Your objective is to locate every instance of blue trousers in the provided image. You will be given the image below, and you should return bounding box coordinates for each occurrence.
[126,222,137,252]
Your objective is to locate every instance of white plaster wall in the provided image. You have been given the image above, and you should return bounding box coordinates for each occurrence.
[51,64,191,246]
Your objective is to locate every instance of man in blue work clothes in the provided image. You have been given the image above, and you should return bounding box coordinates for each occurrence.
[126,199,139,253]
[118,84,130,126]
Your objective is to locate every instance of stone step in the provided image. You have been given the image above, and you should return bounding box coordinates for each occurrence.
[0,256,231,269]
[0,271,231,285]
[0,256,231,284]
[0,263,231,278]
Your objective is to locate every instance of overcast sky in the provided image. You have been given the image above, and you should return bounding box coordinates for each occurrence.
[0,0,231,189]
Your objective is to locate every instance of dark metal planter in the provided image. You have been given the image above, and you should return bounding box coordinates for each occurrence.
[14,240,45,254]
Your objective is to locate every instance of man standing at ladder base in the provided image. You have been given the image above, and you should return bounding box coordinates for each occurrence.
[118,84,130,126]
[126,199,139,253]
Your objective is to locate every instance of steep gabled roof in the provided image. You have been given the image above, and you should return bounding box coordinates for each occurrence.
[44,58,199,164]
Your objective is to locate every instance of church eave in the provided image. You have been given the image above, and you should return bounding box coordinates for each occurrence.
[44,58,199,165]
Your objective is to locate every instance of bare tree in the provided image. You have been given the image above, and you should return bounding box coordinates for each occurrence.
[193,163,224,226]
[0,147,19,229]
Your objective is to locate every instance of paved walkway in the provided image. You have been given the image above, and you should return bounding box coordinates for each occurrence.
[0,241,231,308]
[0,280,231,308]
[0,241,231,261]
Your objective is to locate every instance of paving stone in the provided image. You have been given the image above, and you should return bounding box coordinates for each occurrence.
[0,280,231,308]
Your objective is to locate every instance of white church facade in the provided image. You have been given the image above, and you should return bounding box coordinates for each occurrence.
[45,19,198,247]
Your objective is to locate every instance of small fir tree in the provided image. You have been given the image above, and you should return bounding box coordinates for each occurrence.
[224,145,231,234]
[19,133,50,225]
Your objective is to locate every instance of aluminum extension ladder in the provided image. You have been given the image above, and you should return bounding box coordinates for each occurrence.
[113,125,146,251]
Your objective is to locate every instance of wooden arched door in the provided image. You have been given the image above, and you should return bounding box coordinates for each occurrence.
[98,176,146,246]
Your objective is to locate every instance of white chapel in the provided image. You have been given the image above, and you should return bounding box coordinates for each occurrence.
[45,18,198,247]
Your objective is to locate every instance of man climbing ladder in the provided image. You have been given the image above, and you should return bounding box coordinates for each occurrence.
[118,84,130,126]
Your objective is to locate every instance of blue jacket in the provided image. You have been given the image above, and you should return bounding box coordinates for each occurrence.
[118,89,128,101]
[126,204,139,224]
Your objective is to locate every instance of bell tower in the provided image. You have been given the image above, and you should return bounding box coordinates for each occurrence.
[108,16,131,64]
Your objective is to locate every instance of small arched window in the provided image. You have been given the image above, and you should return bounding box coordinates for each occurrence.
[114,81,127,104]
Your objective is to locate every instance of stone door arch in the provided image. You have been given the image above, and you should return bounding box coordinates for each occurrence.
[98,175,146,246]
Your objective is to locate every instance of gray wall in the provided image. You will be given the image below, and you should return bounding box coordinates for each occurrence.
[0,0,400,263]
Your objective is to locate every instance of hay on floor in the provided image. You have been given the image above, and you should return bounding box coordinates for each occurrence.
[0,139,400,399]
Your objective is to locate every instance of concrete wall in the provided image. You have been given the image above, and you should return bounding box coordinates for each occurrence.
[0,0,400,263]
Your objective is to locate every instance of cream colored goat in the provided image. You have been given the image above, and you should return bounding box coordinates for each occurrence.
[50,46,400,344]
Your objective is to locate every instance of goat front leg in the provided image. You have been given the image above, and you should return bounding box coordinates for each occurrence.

What is asked
Turn all of the material above into a JSON list of strings, one string per line, with blank lines omitted.

Response to the task
[
  "Your objective is to locate every instance of blue trousers in the provided image. You will be given the image below, and you should return bounding box coordinates for each occurrence.",
  "[126,222,137,252]",
  "Your objective is to locate every instance of white plaster wall in the provided image. You have been given the image above, and you should return bounding box coordinates for each occurrence.",
  "[51,64,191,246]",
  "Your objective is to locate every instance of man in blue work clothes in the provided image. You have been given the image above, and you should return bounding box coordinates for each occurrence.",
  "[126,199,139,253]",
  "[118,84,130,126]",
  "Your objective is to locate every instance of stone step in the provided image. You have been given the image above, and you should return bounding box coordinates for each occurrence.",
  "[0,256,231,269]",
  "[0,271,231,285]",
  "[0,256,231,284]",
  "[0,263,231,278]",
  "Your objective is to locate every instance of overcast sky in the provided image. You have been given the image above, and you should return bounding box coordinates for each occurrence.",
  "[0,0,231,189]",
  "Your objective is to locate every instance of dark metal planter in the provided image. You have been given the image above, and you should return bounding box coordinates for each occurrence.",
  "[14,240,45,254]",
  "Your objective is to locate every instance of man standing at ladder base in the provided image. You have been given the image above, and you should return bounding box coordinates for each occurrence.",
  "[118,84,130,126]",
  "[126,199,139,253]",
  "Your objective is to locate every instance of steep gabled roof in the provided image. You have been given the image above, and you should return bounding box coordinates for each occurrence.",
  "[44,58,199,164]",
  "Your objective is to locate every instance of church eave in the provided image. You have been given the image above, and you should return bounding box coordinates for each occurrence.",
  "[44,58,199,165]",
  "Your objective is to locate every instance of bare tree in the provided image. You have been given the image above, and you should return bounding box coordinates for each occurrence.",
  "[193,163,224,226]",
  "[0,147,19,229]",
  "Your objective is to locate every instance of paved walkway in the provided image. You have been given the image above, and you should return bounding box coordinates for each occurrence.",
  "[0,241,231,308]",
  "[0,280,231,308]",
  "[0,241,231,261]",
  "Your objective is to locate every instance of paving stone in the provided image. You have been given the image above, and you should return bounding box coordinates for each occurrence.",
  "[0,280,231,308]",
  "Your objective is to locate every instance of white church facade in the provided image. You have been given the image above, and you should return bounding box coordinates for each occurrence.",
  "[45,19,198,247]",
  "Your objective is to locate every instance of small fir tree in the provided image. You have been given the image above, and you should return bounding box coordinates for each occurrence.",
  "[224,145,231,234]",
  "[19,133,50,225]",
  "Your objective is to locate every instance of aluminum extension ladder in the provided image. You have been given the image above, and you should return bounding box coordinates for each occurrence.",
  "[113,125,146,251]",
  "Your objective is to locate every instance of wooden arched door in the provided image. You have been given the image above, and you should return bounding box coordinates for each occurrence.",
  "[98,176,146,246]",
  "Your objective is to locate every instance of white chapel in the provided image. You have been given the image above, and you should return bounding box coordinates for each occurrence.",
  "[45,18,198,247]",
  "Your objective is to locate every instance of man climbing ladder in the provided image. You have been given the image above, and you should return bounding box coordinates for each occurrence.",
  "[118,84,130,126]",
  "Your objective is to locate every instance of blue jacket in the provided image. You have been given the image above, and you should return bounding box coordinates for each occurrence.",
  "[118,89,128,101]",
  "[126,204,139,224]",
  "Your objective is to locate every instance of bell tower in the provided image. You have been given the image above, and you should return bounding box coordinates for each occurrence.",
  "[108,16,131,64]",
  "Your objective is to locate every instance of small arched window in the provided image. You have been given the image above, and you should return bounding box coordinates for each occurrence.",
  "[114,81,127,104]",
  "Your objective is to locate every instance of stone door arch in the provided image. You have been given the image above, and you should return bounding box coordinates for each occurrence.",
  "[98,175,146,246]",
  "Your objective is to locate every instance of gray wall in the provided image. You will be given the image below, and you should return bounding box coordinates for each occurrence.",
  "[0,0,400,263]",
  "Your objective is to locate every instance of hay on floor in the provided image. You have been given the image above, and you should return bounding box coordinates for each occurrence.",
  "[0,139,400,399]",
  "Your objective is to locate every instance of concrete wall in the provided image. You have been given the image above, and you should return bounding box coordinates for each occurrence.",
  "[0,0,400,263]",
  "Your objective is to locate every instance of cream colored goat in the provided image. You have been given the image above, and you should return bounding box coordinates for each occurrence.",
  "[50,46,400,344]",
  "Your objective is to locate every instance of goat front leg in the provided image. You have been given the image above, and you should return bounding box coordinates for each occurrence."
]